TASK OBJECTIVE
When you reach the line that contains "target | wooden wedding arch" in the entries below, begin returning lines exactly as written and continue through the last one.

RECORDS SUPPLIED
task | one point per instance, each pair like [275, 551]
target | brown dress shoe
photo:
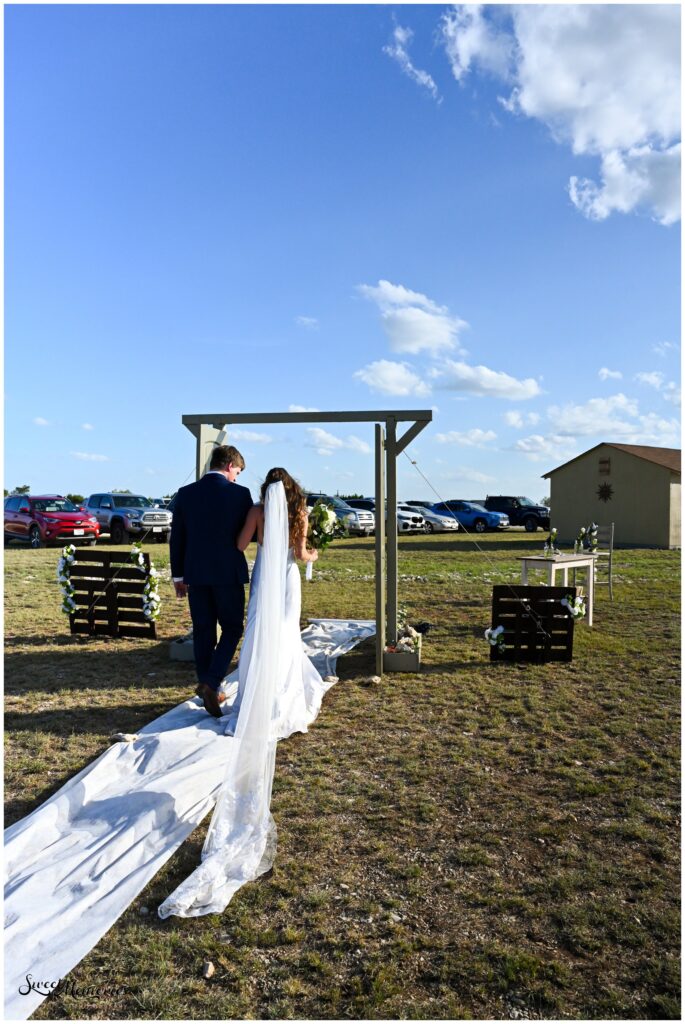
[211, 700]
[220, 696]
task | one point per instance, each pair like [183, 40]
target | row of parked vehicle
[42, 519]
[45, 518]
[495, 512]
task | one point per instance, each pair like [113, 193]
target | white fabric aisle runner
[80, 859]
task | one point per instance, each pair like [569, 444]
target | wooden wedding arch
[213, 428]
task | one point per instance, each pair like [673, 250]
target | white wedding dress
[279, 692]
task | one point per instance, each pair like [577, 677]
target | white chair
[604, 554]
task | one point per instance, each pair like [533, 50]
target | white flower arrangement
[63, 576]
[575, 606]
[152, 602]
[495, 636]
[550, 543]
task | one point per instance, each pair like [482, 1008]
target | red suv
[49, 517]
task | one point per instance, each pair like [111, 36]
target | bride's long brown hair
[294, 498]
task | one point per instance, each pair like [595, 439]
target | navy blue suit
[208, 517]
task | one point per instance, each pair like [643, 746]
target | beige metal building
[635, 486]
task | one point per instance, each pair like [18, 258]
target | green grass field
[475, 841]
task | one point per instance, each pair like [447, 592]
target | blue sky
[259, 208]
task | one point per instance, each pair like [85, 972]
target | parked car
[521, 511]
[129, 516]
[436, 522]
[473, 516]
[358, 521]
[409, 519]
[47, 518]
[361, 503]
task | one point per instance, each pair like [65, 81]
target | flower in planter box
[495, 636]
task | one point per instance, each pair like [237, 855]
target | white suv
[358, 521]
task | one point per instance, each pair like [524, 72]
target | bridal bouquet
[324, 528]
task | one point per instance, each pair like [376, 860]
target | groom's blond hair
[224, 455]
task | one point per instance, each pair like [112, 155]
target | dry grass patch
[473, 841]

FINISHED EXERCISE
target | wooden wedding arch
[213, 428]
task | one point per instance, each pair like [673, 250]
target | white wedding dress
[279, 692]
task | one point per instance, each pair like [577, 677]
target | white chair
[604, 554]
task | one point per instance, each pair like [533, 50]
target | white flower arrangement
[63, 576]
[575, 606]
[152, 602]
[495, 636]
[550, 543]
task | one point per instance, each pair like [482, 1008]
target | red suv
[49, 517]
task | one point per instance, each pair like [111, 36]
target | bride's long brown hair
[294, 498]
task | one point per instance, each pair like [595, 439]
target | navy blue suit
[208, 517]
task | one point per instance, each pair like [643, 746]
target | beige metal building
[635, 486]
task | one point per instance, each pair like [18, 258]
target | green grass field
[475, 841]
task | one point per instance, each pair like [447, 592]
target | blue sky
[259, 208]
task | one point per instance, each pair like [85, 972]
target | parked car
[521, 511]
[129, 516]
[436, 522]
[473, 516]
[358, 521]
[409, 519]
[47, 518]
[361, 503]
task | one point per instance, each pair like [65, 81]
target | flower in planter box
[495, 636]
task | one point per instance, each pair like [237, 855]
target | white suv
[358, 521]
task | one point per instance, each pair like [524, 72]
target | bridal bouquet
[324, 528]
task | one point per instance, each pair like [376, 860]
target | groom's blond hair
[224, 455]
task | one point per instance, each pair like [112, 155]
target | dry grass patch
[473, 841]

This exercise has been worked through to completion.